Задания
a. Кто, согласно тексту об альбоме Bitches' Brew, познакомил Майлза Дэвиса с Джимми Хендриксом?
b. Верните в точности строки записей от самого начала записей до строки с «column 494, row 328» включительно.

Текст для чтения
◆ ◆ ◆ ◆ ◆

Музыка всегда для меня была чем-то вроде проклятья, я ею одержим. Она до сих пор занимает первое место в моей жизни. Музыка — прежде всего. Но сейчас у меня что-то вроде перемирия с музыкальными демонами, и они немного меня отпустили. Мне кажется, мне очень помогло занятие живописью. Демоны все еще тут, но теперь я знаю, что они здесь, чувствую, когда их нужно напитать. По-моему, сейчас у меня все под контролем. (из автобиографии Майлза Дэвиса)

Bitches' Brew Дэвиса открыл для меня джаз своим рокотом, отвязной импровизационной психоделикой. До этого я считала джаз скучным дерьмом для стариков, но Bitches' Brew - это лавина, это роскошь. Под бесконечные джемы джазменов нужно было парить, но мне чего-то не хватало - в мнимом полете оказывалось слишком много академичности, а когда импровизация замазывалась вокалом, он казался суховатым. Не то в Bitches Brew - тут оказалось, что джаз вполне может бурлить, рычать, загораться. Это шумный, богатый поток, выливающийся на тебя всеми цветами, заставляющий танцевать, словно восторженный дикарь. Этот альбом еще и легенда - об уже получившем признание джазмене Майлзе Дэвисе, которого его молодая жена-фаербол Бетти познакомила с мастером электрогитары Джимми Хендриксом.

Дэвис - воплощение подозрительности, нелюбви к белым, предельной зависимости от джазовой трубы и героина, старая школа. Хендрикс - знамя нового мира, его музыка полна бесконечных оргазмов, она настолько же виртуозна, насколько развинчена. И вот эта музыка заражает Майлза Дэвиса, проходит сквозь него, переставляет детали - и порождает нечто новое, безграничное, поглощающее, опасное и красивое. От вскриков трубы до буйства перкуссии, Bitches' Brew цепляет намертво.

◆ ◆ ◆ ◆ ◆

Предоставленные записи

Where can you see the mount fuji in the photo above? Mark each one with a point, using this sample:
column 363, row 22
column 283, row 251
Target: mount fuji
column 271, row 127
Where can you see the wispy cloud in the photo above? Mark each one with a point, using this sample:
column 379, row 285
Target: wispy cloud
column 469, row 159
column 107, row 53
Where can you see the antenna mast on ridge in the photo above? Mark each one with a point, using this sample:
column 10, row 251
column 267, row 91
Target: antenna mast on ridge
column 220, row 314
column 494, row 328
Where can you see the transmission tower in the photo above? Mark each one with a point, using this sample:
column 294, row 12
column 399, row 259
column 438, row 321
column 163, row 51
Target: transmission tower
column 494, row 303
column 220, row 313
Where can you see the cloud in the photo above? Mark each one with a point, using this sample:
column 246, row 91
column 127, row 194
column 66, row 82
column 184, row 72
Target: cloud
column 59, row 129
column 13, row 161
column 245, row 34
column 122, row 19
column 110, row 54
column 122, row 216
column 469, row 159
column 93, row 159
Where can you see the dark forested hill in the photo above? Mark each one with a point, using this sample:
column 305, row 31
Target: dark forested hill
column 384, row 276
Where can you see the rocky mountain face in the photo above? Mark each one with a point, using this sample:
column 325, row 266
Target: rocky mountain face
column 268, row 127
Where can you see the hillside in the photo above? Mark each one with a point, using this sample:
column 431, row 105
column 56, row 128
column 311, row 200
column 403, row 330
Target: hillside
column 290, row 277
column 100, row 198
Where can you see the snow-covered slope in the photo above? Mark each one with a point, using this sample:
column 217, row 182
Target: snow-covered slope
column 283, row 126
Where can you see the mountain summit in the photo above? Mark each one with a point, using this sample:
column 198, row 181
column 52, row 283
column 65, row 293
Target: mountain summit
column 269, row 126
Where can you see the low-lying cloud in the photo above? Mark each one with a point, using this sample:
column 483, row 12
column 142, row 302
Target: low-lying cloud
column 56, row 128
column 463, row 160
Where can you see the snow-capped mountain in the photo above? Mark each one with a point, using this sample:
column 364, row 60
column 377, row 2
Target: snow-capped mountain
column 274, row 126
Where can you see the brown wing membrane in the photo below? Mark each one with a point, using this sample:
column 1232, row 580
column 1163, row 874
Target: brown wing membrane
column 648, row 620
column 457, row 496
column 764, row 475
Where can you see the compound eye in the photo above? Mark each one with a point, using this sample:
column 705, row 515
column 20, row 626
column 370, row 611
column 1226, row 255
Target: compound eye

◆ ◆ ◆ ◆ ◆

Письменные ответы
a. Молодая жена Дэвиса Бетти.

b.
Where can you see the mount fuji in the photo above? Mark each one with a point, using this sample:
column 363, row 22
column 283, row 251
Target: mount fuji
column 271, row 127
Where can you see the wispy cloud in the photo above? Mark each one with a point, using this sample:
column 379, row 285
Target: wispy cloud
column 469, row 159
column 107, row 53
Where can you see the antenna mast on ridge in the photo above? Mark each one with a point, using this sample:
column 10, row 251
column 267, row 91
Target: antenna mast on ridge
column 220, row 314
column 494, row 328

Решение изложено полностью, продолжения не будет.